Source extract:
[Start of Attachment]

SoFlo-based band Polyritmate traveling the world one rhythm at a time
From soul-saving spiritual revivals to club thumping EDM House music, it’s clear that percussion holds a certain alchemy over audiences, mesmerizing all listeners to a swaying beat regardless of genre or cultural origins. And perhaps no one embodies this more than South Florida’s own Polyritmate – a percussion-only band bringing a trifecta of traditions into one stellar jam fest.
The group combines the stylings of classical Indian tabla and doumbek drumming from Trinidadian-Canadian Jeff Deen, the Afro-Latino bongo and djembe rhythms of Venezuelan native Alan Reyna, and the Caribbean-flavored conga and bata percussions of Puerto Rican artist Jose Javier “J.J.” Freire.
“There is no singer, there is no guitarist and there is no dancer – only drums,” says Deen of the band’s performance. Instead of such additives, their concerts become a pure “musical journey into the primal power of rhythm.”
And, thanks to that the group’s diverse musical training, their rhythmic trip takes them around the world, exploring how both Old and New World traditions interact and align in surprising ways.
“We were all very curious to see how we could blend the sophistication of Indian tabla drumming with the power and excitement of Latin percussion,” noted Deen. “There are amazing synergies between the Indian repertoire and Latin rhythms.

[End of Attachment]

Apply what you read:
a) Answer these from the Polyritmate article:
(i) Which two drums does Jeff Deen play?
(ii) What is Alan Reyna's native country?
(iii) According to Deen, what is the only thing on stage at the band's performances?
b) Pick up the Polyritmate article after its final sentence and write the next few sentences.
These lines were taken from a different source than the Polyritmate article.

Stored data
[Start of Attachment]

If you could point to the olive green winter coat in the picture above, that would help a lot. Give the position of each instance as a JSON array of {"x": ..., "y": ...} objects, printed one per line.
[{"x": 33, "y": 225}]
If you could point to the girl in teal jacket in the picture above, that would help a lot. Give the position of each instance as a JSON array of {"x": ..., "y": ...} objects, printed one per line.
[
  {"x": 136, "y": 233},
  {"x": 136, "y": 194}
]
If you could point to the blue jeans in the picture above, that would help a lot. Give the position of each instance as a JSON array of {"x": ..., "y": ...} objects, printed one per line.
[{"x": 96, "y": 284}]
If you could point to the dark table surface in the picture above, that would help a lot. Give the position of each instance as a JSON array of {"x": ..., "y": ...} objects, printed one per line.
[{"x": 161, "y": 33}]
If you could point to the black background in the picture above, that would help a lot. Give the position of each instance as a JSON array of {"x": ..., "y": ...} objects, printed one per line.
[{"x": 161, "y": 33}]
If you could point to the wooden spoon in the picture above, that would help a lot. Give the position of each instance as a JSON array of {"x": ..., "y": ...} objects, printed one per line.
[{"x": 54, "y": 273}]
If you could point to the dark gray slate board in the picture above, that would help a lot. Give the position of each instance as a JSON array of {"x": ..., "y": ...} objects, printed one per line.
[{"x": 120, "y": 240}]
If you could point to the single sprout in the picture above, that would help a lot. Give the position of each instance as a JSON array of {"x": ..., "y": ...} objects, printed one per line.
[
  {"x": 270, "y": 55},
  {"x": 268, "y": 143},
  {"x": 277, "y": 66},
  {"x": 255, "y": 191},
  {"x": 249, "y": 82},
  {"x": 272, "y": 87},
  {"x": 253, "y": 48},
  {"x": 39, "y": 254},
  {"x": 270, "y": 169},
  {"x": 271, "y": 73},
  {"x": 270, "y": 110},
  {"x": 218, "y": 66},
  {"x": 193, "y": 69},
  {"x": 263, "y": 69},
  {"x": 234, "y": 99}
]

[End of Attachment]

Expected results:
a)
(i) Classical Indian tabla and doumbek
(ii) Venezuela
(iii) Drums

b)
Despite the group’s global influences, Polyritmate remains very much a home-grown South Floridian product, thanks to the region’s own cultural crossover, where residents may encounter bachata and folk drumming mingling on the same street.
“There are very few places where a Venezuelan, a Puerto Rican and a Trinidadian Indian can find each other and create something together,” says Deen. “It’s a musical melting pot here in South Florida. We are exposed to a lot of different rhythms.”
Polyritmate was able to strut their stuff for South Florida music fans last October, as one of the iconic acts selected to perform at the landmark Duende 2015 festival, celebrating Broward County’s centennial anniversary. “It was an honor to share the stage with so many multicultural and gifted artists,” recalls Deen. “On the big stage, the audience could really feel the heartbeat of the drums.”
The local crowd was thrilled by the band’s signature improvised syncopations, weaving effortlessly through different instruments and musical styles.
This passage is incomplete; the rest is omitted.